Ah, le joli mot de mais

petisaintleu

Ah, le « Mais… », cette jolie conjonction de coordination. On pourrait dire « Toutefois, cependant, néanmoins ». Eh bien non ! Invariablement, comme le muguet en son mois homonyme, c'est elle et elle seule qui fleurit. Méfiez-vous de cette douce sonorité tout comme de la liliacée qui cache une beauté mortifère.

Mais où e(s)t donc Ornicar qui le ferait taire pour me tendre ses bras et m'accueillir en son sein ?

Ah, ce « Mais » qui, comme une bonne vieille recette de plat recuit qui garde toute sa saveur, se décline à toutes les sauces :

-          Mais Monsieur, vous êtes trop vieux.

-    Mais Madame, vous n'avez pas assez d'expérience (repassez dans quelques années, on vous la fera à l'envers).

SAISIES DE DONNÉES:
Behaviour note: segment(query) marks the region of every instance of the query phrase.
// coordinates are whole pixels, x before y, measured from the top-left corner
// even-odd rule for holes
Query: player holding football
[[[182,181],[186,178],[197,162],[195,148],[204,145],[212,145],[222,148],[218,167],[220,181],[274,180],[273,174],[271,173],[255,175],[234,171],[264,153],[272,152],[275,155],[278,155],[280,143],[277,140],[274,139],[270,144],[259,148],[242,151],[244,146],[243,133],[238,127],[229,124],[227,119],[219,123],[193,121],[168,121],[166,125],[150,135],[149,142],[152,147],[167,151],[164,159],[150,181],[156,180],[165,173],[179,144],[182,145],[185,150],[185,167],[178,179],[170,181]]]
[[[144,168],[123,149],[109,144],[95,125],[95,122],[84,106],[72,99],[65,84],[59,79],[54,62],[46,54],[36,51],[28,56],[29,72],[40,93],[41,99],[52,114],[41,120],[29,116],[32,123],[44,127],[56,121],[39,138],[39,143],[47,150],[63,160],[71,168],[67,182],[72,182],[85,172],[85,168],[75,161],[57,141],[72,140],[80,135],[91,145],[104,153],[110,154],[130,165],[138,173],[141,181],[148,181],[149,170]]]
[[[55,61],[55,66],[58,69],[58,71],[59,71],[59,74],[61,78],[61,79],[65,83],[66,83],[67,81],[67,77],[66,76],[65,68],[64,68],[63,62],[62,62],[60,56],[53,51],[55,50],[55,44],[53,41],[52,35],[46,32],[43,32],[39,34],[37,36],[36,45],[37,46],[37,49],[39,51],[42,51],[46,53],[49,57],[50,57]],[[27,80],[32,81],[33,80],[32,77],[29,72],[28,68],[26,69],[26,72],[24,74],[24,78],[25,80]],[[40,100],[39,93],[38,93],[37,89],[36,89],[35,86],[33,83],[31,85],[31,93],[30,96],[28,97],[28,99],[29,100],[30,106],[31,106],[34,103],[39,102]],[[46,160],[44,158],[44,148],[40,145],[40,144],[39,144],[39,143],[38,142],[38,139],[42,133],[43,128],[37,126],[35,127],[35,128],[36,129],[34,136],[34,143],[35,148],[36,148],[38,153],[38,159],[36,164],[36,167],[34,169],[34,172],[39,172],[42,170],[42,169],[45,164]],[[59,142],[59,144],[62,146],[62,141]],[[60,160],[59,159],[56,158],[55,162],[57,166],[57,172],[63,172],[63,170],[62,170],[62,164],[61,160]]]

OBJECTIF:
Dans le texte sur le mot « mais », remplacez « recette » par « préparation » et redonnez le passage qui commence par « Mais où e(s)t » et va jusqu'à « êtes trop vieux. ».

RÉPONSE ATTENDUE:
Mais où e(s)t donc Ornicar qui le ferait taire pour me tendre ses bras et m'accueillir en son sein ?

Ah, ce « Mais » qui, comme une bonne vieille préparation de plat recuit qui garde toute sa saveur, se décline à toutes les sauces :

-          Mais Monsieur, vous êtes trop vieux.